▶ **EXERCISE DIRECTIONS**
Lay out all of the material below as a numbered list with blank lines omitted. Leave the pictures out of your answer.

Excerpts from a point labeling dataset
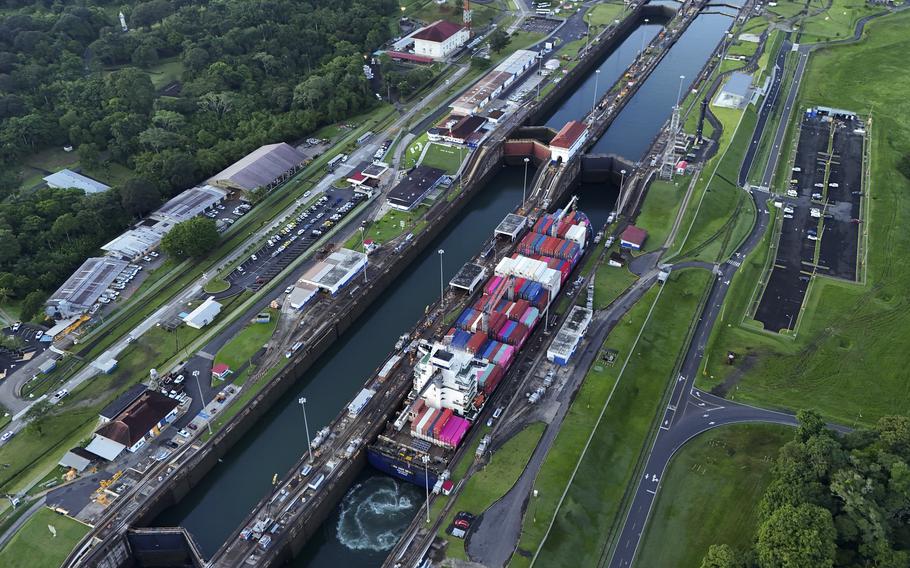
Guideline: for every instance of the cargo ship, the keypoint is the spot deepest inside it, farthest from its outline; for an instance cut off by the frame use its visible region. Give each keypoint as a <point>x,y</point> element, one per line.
<point>454,375</point>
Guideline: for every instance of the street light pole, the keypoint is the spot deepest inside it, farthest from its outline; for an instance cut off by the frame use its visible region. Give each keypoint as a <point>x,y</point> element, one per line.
<point>619,197</point>
<point>426,479</point>
<point>309,443</point>
<point>524,189</point>
<point>441,286</point>
<point>679,91</point>
<point>208,421</point>
<point>596,78</point>
<point>643,32</point>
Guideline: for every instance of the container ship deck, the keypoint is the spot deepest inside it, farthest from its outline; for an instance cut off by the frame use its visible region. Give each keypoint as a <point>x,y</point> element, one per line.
<point>456,374</point>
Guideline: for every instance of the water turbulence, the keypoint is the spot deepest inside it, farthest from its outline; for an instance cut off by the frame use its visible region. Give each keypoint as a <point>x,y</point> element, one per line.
<point>375,512</point>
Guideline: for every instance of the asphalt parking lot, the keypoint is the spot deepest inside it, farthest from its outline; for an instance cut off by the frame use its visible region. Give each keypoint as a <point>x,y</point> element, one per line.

▶ **RESPONSE**
1. Guideline: for every instance of the cargo ship, the keypoint is the spot deepest inside it, farthest from its outline; for an instance cut off by the frame use its visible region. Give each keypoint as a <point>x,y</point> element, one per line.
2. <point>454,375</point>
3. Guideline: for every instance of the street light pole, the keypoint is the spot deepest inside it, farthest from its outline; for an instance cut off by the frame use its visible region. Give each keypoint as a <point>x,y</point> element, one per line.
4. <point>619,197</point>
5. <point>426,479</point>
6. <point>309,443</point>
7. <point>524,189</point>
8. <point>441,286</point>
9. <point>679,91</point>
10. <point>208,421</point>
11. <point>596,78</point>
12. <point>643,32</point>
13. Guideline: for every instance of the container ship deck, the keypoint is the spot deepest inside it, farthest from its outline; for an instance cut off by the frame use its visible region. Give each keypoint as a <point>x,y</point> element, one per line.
14. <point>456,374</point>
15. Guideline: for every instance of the water turbulence, the keypoint is the spot deepest inside it, farthest from its outline; for an instance cut off by the frame use its visible region. Give each keypoint as a <point>x,y</point> element, one per line.
16. <point>375,512</point>
17. Guideline: for every instance of the asphalt parking lot, the keypoint is the spot deepest inside it, farthest from its outline; for an instance cut off by the frame use its visible region. Give each keypoint as a <point>x,y</point> element, one per line.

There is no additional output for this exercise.